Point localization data
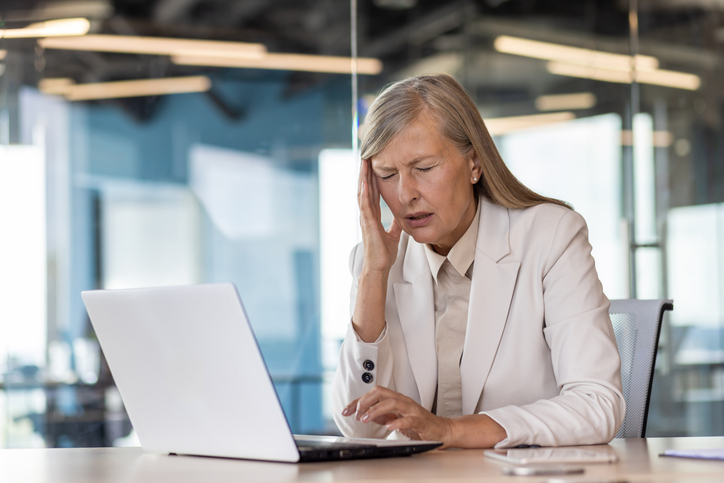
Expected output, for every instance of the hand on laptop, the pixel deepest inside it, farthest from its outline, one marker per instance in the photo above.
(398, 412)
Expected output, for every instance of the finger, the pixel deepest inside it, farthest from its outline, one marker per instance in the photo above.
(372, 397)
(372, 185)
(407, 423)
(349, 408)
(395, 230)
(362, 175)
(367, 214)
(393, 405)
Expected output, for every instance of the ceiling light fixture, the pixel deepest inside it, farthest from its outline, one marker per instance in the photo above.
(51, 28)
(156, 46)
(505, 125)
(575, 55)
(132, 88)
(297, 62)
(667, 78)
(562, 102)
(56, 85)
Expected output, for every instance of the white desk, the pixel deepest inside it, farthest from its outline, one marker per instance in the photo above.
(639, 462)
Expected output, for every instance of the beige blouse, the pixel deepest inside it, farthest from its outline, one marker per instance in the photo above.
(452, 277)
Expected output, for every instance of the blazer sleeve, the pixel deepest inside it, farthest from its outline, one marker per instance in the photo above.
(577, 328)
(356, 359)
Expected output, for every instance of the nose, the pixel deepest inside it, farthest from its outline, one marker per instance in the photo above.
(408, 189)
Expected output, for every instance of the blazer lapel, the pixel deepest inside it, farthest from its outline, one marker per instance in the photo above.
(490, 297)
(416, 309)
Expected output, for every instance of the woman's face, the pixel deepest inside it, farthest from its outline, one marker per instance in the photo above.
(428, 184)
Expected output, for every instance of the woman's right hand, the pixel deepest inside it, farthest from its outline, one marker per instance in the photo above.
(380, 246)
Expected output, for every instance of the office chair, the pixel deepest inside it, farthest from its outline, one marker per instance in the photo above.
(637, 324)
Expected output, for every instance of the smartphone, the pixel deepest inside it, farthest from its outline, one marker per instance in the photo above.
(559, 456)
(542, 470)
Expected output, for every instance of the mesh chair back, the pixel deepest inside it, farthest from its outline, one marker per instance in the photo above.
(637, 324)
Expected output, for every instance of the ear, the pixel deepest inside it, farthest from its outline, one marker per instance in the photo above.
(476, 167)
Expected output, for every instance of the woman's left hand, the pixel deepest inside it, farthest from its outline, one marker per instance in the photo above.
(398, 412)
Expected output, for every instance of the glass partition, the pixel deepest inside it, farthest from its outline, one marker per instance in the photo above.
(161, 143)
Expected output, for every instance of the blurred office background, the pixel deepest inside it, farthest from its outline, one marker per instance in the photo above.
(235, 163)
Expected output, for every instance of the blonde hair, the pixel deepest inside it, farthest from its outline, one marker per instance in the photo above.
(442, 97)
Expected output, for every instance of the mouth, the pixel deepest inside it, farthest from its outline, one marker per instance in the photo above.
(419, 219)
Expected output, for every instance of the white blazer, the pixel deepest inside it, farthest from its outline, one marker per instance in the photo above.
(540, 355)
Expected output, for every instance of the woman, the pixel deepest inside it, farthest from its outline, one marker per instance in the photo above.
(478, 317)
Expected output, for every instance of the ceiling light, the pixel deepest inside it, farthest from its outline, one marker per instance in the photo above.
(133, 88)
(50, 28)
(575, 55)
(660, 139)
(156, 46)
(561, 102)
(56, 86)
(299, 62)
(667, 78)
(504, 125)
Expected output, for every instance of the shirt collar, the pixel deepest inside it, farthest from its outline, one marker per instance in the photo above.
(461, 255)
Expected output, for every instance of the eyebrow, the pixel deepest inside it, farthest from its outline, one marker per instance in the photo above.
(413, 162)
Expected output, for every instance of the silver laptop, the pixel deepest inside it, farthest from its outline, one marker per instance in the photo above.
(194, 382)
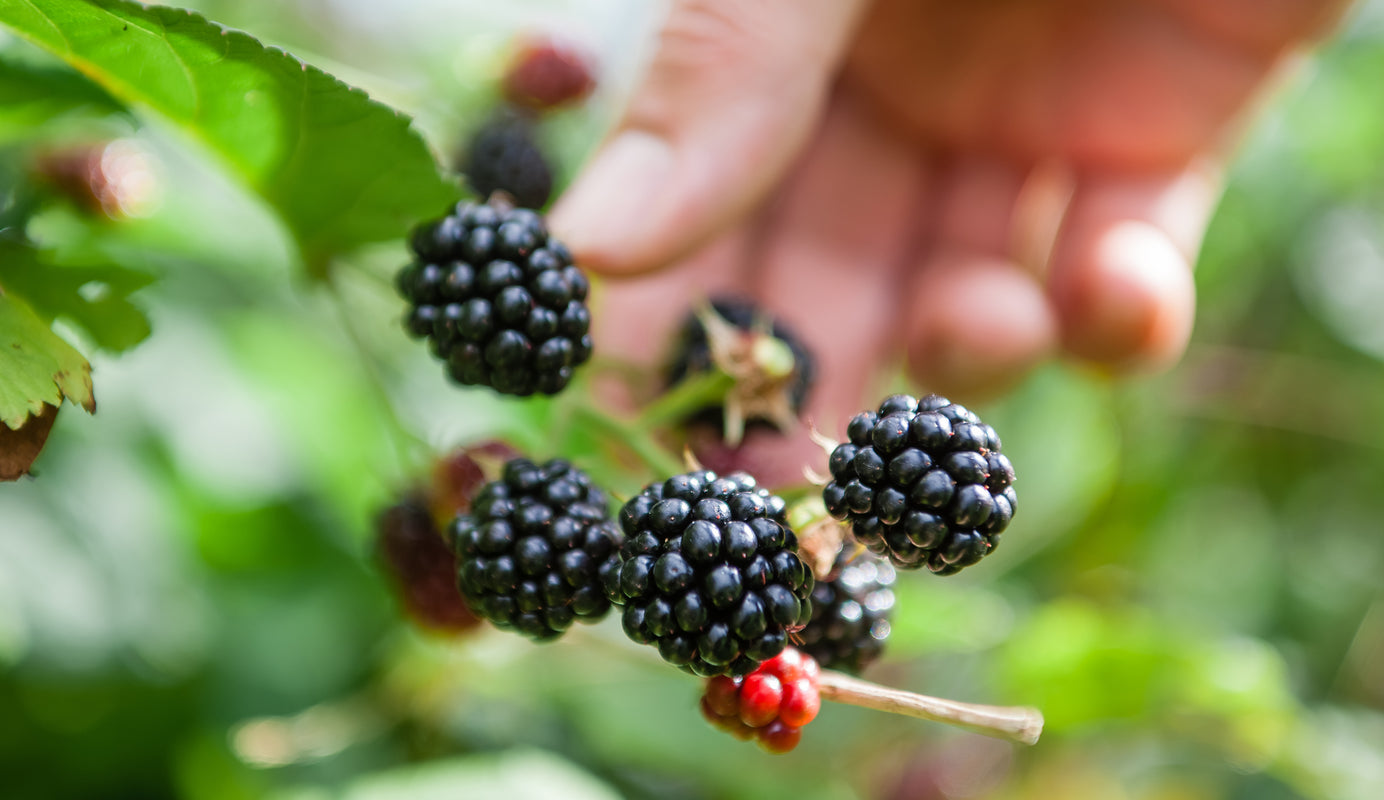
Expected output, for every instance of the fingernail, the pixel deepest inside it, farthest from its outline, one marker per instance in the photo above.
(598, 217)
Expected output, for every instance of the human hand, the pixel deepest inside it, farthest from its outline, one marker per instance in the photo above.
(977, 186)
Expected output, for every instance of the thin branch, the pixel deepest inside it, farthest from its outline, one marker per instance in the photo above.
(1013, 723)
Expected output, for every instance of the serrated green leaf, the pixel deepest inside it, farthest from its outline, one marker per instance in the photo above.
(36, 367)
(94, 298)
(338, 168)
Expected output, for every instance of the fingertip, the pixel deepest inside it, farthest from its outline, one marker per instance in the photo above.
(1124, 298)
(611, 216)
(977, 327)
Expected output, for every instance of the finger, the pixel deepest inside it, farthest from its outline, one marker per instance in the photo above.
(732, 92)
(838, 242)
(635, 320)
(977, 321)
(977, 325)
(1121, 270)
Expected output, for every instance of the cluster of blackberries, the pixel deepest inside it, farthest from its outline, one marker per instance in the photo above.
(504, 155)
(498, 299)
(922, 482)
(710, 573)
(536, 548)
(850, 612)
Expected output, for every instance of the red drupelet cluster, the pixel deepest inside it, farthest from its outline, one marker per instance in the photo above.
(770, 705)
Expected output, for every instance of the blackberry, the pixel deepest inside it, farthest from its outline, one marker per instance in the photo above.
(498, 299)
(710, 573)
(922, 482)
(504, 155)
(764, 393)
(533, 552)
(850, 613)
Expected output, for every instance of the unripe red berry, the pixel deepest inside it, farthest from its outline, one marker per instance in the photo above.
(778, 737)
(800, 702)
(723, 696)
(760, 696)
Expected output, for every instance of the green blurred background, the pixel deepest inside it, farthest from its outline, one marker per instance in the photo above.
(1192, 591)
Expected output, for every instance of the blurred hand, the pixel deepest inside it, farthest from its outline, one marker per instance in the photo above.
(975, 184)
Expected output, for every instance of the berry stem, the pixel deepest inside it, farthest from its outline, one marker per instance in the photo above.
(1015, 723)
(689, 396)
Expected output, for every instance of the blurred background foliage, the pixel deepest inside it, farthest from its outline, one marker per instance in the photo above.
(188, 604)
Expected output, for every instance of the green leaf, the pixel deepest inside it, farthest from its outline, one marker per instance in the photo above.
(36, 367)
(530, 774)
(338, 168)
(94, 298)
(33, 94)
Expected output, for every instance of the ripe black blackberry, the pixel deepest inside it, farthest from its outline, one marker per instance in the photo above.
(498, 299)
(763, 397)
(922, 482)
(710, 573)
(850, 612)
(534, 548)
(504, 155)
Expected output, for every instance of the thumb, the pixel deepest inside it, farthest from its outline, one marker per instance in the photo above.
(734, 90)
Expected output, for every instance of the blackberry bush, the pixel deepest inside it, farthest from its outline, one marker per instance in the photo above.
(922, 482)
(710, 573)
(533, 551)
(850, 613)
(498, 299)
(504, 155)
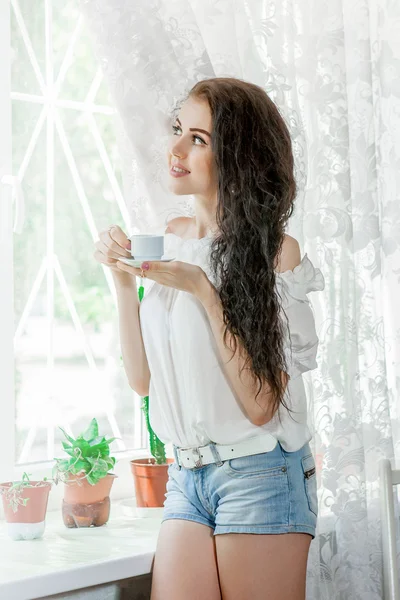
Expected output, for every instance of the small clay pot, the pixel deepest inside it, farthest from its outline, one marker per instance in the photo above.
(150, 481)
(86, 505)
(28, 522)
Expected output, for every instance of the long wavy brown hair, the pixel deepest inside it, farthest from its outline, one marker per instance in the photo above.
(256, 191)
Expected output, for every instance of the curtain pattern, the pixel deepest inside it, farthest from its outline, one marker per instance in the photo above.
(333, 70)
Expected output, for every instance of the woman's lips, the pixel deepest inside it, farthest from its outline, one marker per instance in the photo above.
(177, 174)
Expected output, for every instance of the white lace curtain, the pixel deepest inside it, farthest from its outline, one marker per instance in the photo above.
(333, 69)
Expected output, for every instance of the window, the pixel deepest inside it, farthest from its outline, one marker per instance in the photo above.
(60, 352)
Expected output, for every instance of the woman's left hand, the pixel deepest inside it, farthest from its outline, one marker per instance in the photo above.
(179, 275)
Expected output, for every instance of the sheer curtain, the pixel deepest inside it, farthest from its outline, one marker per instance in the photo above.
(333, 69)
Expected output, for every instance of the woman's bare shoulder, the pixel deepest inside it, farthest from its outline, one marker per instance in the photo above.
(290, 255)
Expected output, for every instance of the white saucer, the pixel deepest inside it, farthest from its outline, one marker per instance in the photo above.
(133, 262)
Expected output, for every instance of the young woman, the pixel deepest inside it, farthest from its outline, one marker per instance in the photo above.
(219, 343)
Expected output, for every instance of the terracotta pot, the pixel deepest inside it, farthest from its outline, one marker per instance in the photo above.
(150, 481)
(28, 522)
(86, 505)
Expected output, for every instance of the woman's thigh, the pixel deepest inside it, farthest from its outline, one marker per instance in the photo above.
(185, 562)
(262, 567)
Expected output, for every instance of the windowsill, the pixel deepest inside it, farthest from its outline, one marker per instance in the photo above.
(71, 559)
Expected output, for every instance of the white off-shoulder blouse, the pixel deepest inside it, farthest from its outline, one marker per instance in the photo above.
(190, 397)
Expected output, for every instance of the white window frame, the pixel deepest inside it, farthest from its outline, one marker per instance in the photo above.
(9, 470)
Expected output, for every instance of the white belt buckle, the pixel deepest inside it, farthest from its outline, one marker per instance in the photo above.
(197, 458)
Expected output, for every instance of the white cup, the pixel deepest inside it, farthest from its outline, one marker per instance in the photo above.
(147, 246)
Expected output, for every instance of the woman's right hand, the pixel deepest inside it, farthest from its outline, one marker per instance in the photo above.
(111, 246)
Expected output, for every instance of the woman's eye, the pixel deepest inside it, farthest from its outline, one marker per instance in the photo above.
(195, 137)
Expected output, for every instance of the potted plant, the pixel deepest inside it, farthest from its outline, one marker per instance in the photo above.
(86, 476)
(25, 506)
(150, 474)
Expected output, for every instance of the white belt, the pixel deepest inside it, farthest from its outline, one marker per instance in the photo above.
(203, 455)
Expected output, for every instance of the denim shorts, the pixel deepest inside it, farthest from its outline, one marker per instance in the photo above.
(271, 492)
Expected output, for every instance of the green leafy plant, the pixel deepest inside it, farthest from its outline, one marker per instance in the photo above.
(13, 493)
(89, 456)
(157, 448)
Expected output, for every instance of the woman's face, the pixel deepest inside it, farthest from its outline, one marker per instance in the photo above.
(190, 148)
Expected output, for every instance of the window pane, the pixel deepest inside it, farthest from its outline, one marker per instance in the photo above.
(67, 354)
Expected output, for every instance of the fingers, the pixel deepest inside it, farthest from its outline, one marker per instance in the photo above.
(115, 243)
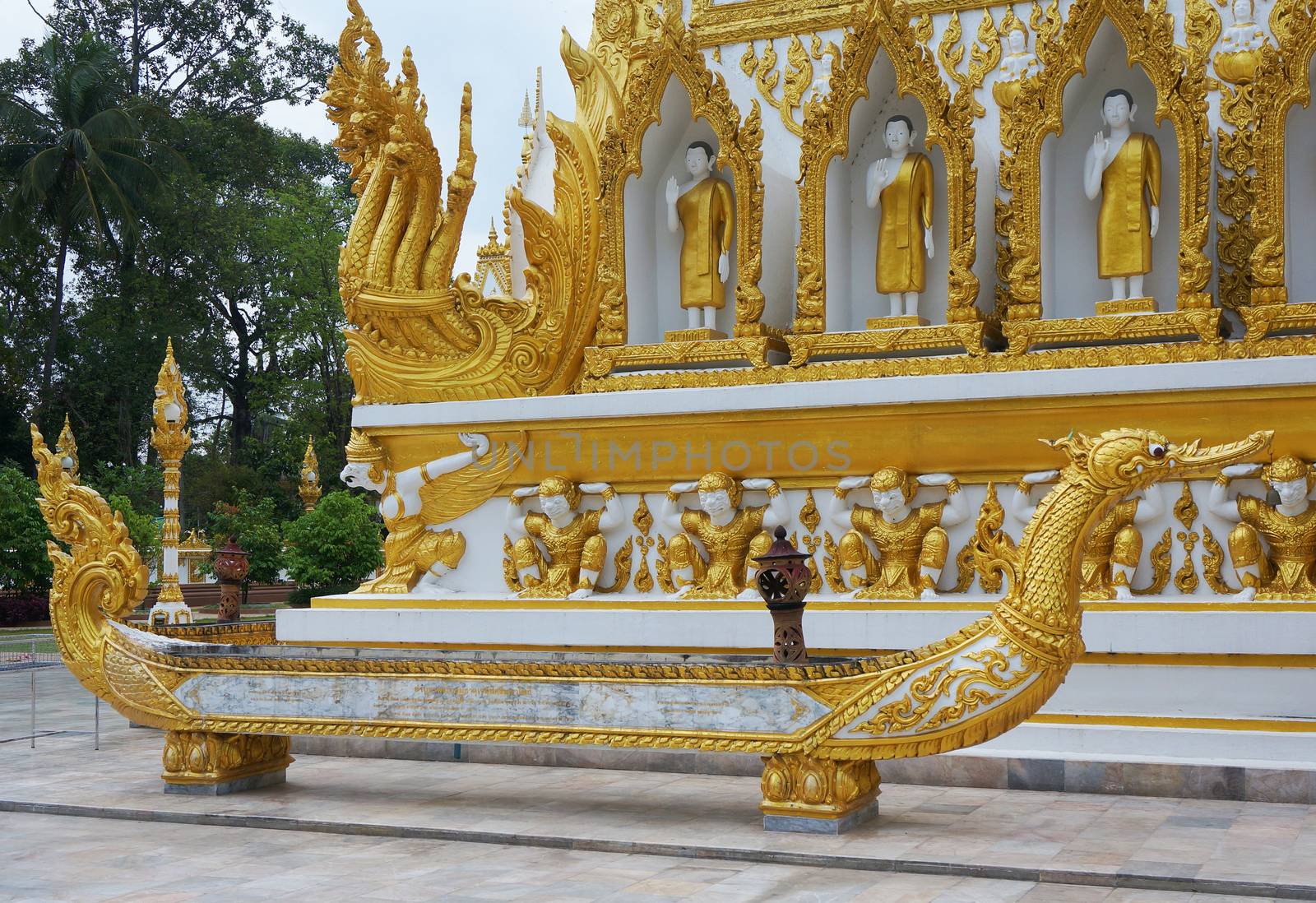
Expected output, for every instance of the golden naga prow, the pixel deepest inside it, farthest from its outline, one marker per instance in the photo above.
(416, 335)
(228, 707)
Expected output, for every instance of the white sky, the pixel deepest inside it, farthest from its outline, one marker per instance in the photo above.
(493, 44)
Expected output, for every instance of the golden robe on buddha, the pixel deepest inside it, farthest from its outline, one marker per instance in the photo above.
(707, 217)
(906, 212)
(1124, 224)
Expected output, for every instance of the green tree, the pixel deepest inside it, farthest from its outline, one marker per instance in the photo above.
(24, 563)
(81, 162)
(254, 526)
(335, 545)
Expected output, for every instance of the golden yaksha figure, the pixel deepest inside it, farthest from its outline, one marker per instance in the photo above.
(895, 550)
(1114, 549)
(1240, 50)
(1125, 171)
(703, 211)
(730, 535)
(1273, 547)
(415, 553)
(558, 550)
(1017, 63)
(901, 183)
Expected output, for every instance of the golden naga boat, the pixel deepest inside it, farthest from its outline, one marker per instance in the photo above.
(229, 706)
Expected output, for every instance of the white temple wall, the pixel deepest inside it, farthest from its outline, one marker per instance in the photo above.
(1300, 201)
(1070, 285)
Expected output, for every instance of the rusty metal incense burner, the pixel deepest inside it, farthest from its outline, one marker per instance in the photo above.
(230, 567)
(783, 580)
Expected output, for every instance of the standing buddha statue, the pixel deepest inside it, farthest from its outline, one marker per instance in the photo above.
(1124, 169)
(901, 184)
(702, 210)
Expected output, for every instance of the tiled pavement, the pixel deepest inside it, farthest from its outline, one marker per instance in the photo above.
(586, 833)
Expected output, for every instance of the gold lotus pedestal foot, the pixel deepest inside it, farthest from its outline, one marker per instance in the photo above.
(693, 335)
(895, 322)
(1127, 306)
(818, 795)
(886, 336)
(199, 762)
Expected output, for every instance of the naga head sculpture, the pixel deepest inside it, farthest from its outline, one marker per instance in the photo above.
(717, 493)
(558, 497)
(365, 466)
(1120, 461)
(1291, 478)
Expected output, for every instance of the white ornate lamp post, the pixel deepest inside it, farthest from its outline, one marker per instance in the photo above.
(171, 440)
(309, 489)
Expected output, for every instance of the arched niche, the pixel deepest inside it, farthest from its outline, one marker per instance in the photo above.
(1070, 285)
(1044, 107)
(883, 67)
(653, 252)
(1300, 177)
(852, 228)
(671, 95)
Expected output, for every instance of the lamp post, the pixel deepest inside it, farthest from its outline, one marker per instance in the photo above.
(66, 449)
(171, 440)
(309, 489)
(783, 581)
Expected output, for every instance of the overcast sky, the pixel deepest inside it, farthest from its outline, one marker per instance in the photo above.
(493, 44)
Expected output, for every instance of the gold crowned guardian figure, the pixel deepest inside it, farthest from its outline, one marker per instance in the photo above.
(1274, 545)
(901, 183)
(703, 211)
(728, 534)
(1017, 63)
(1124, 169)
(1240, 49)
(1114, 548)
(558, 550)
(910, 541)
(415, 553)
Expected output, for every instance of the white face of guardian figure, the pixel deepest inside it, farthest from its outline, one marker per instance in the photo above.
(554, 506)
(1116, 111)
(898, 136)
(888, 502)
(1291, 493)
(697, 162)
(357, 475)
(715, 503)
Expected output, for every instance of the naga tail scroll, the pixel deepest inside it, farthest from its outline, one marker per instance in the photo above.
(100, 573)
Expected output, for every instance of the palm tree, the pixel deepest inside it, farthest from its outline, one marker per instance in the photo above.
(76, 160)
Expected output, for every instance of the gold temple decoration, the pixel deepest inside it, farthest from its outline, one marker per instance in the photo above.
(644, 521)
(949, 123)
(795, 79)
(669, 52)
(1186, 512)
(991, 675)
(1281, 81)
(494, 263)
(171, 440)
(416, 335)
(309, 488)
(1179, 81)
(67, 451)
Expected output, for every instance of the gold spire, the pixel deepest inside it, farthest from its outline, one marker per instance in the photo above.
(309, 489)
(66, 449)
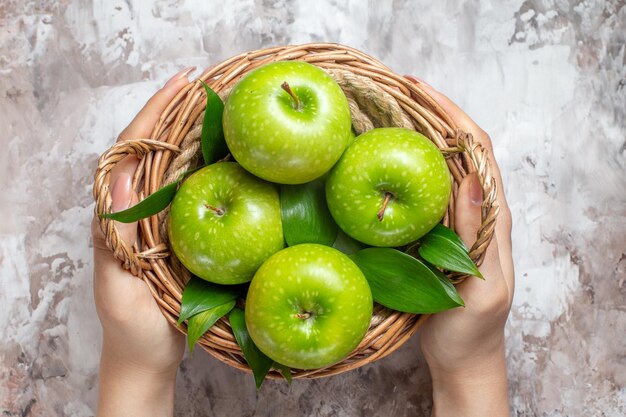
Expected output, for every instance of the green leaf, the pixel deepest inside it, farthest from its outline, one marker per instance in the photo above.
(212, 136)
(444, 248)
(284, 370)
(403, 283)
(258, 362)
(147, 207)
(447, 284)
(305, 215)
(150, 205)
(200, 295)
(346, 244)
(199, 323)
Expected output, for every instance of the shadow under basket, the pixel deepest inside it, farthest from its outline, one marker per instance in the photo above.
(377, 97)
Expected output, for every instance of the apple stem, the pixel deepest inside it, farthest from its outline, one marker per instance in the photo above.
(217, 210)
(296, 101)
(381, 212)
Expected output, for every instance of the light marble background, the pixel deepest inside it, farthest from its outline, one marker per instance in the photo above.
(545, 78)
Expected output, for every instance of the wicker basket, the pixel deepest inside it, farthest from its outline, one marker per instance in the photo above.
(377, 97)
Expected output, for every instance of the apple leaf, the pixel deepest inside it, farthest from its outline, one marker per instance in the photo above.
(284, 370)
(212, 136)
(201, 322)
(257, 360)
(447, 284)
(346, 244)
(404, 283)
(147, 207)
(444, 248)
(305, 215)
(150, 205)
(200, 295)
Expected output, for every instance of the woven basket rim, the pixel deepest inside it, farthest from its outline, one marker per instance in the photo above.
(357, 73)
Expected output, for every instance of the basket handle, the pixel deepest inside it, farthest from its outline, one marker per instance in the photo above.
(130, 257)
(479, 157)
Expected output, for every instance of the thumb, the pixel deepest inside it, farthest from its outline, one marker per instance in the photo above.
(122, 197)
(468, 213)
(468, 220)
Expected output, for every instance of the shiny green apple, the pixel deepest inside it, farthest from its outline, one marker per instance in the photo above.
(308, 306)
(287, 122)
(390, 187)
(224, 223)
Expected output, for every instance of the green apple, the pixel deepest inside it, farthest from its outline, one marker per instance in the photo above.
(287, 122)
(308, 306)
(390, 187)
(224, 223)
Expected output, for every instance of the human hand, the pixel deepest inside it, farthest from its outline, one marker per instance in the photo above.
(141, 351)
(464, 347)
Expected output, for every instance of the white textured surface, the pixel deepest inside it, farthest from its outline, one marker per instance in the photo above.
(545, 78)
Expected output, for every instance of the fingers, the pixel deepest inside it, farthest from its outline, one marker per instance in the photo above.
(148, 116)
(468, 220)
(464, 122)
(122, 194)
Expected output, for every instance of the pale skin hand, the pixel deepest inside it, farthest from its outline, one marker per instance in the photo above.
(141, 351)
(464, 347)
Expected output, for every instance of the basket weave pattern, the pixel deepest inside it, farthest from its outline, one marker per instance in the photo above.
(377, 97)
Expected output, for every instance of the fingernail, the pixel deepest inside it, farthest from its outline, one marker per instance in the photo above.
(182, 74)
(476, 191)
(416, 80)
(121, 192)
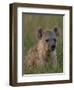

YOUR TASK: Beginning with the line that contains "Expected output, for every instance of the green apple, the", write out every line through the last one in the records, exactly and without pictures.

EXERCISE RESPONSE:
Expected output, for every instance of the green apple, the pixel deepest inside it, farthest from its outline, one marker per instance in the photo above.
(287, 122)
(308, 306)
(390, 187)
(224, 223)
Expected output, for every instance of the human hand, the pixel deepest inside it, farthest from its outline, one marker per instance in the photo above.
(141, 351)
(464, 347)
Expected output, for every instance of the white textured surface, the pixel deepest inside it, farthest from its outline, one marker per instance in the photo above.
(545, 78)
Expected output, for every instance of the fingers, the pixel deepest inside it, farthest from its outline, one marker per instance in the photo above.
(148, 116)
(468, 220)
(464, 122)
(122, 194)
Expected output, for every instance of the pale skin hand, the pixel deepest inside it, farthest from its outline, one marker per instance in the photo above.
(141, 351)
(464, 347)
Expected output, for every instance of the basket weave pattern, the pixel deepest inside it, farthest from its outline, one marker per instance in the photo above.
(377, 97)
Expected output, for every instance of the fingernail, the pixel deepest inside it, farthest from its outline, one marker per instance in the photo above.
(182, 74)
(476, 191)
(416, 80)
(121, 192)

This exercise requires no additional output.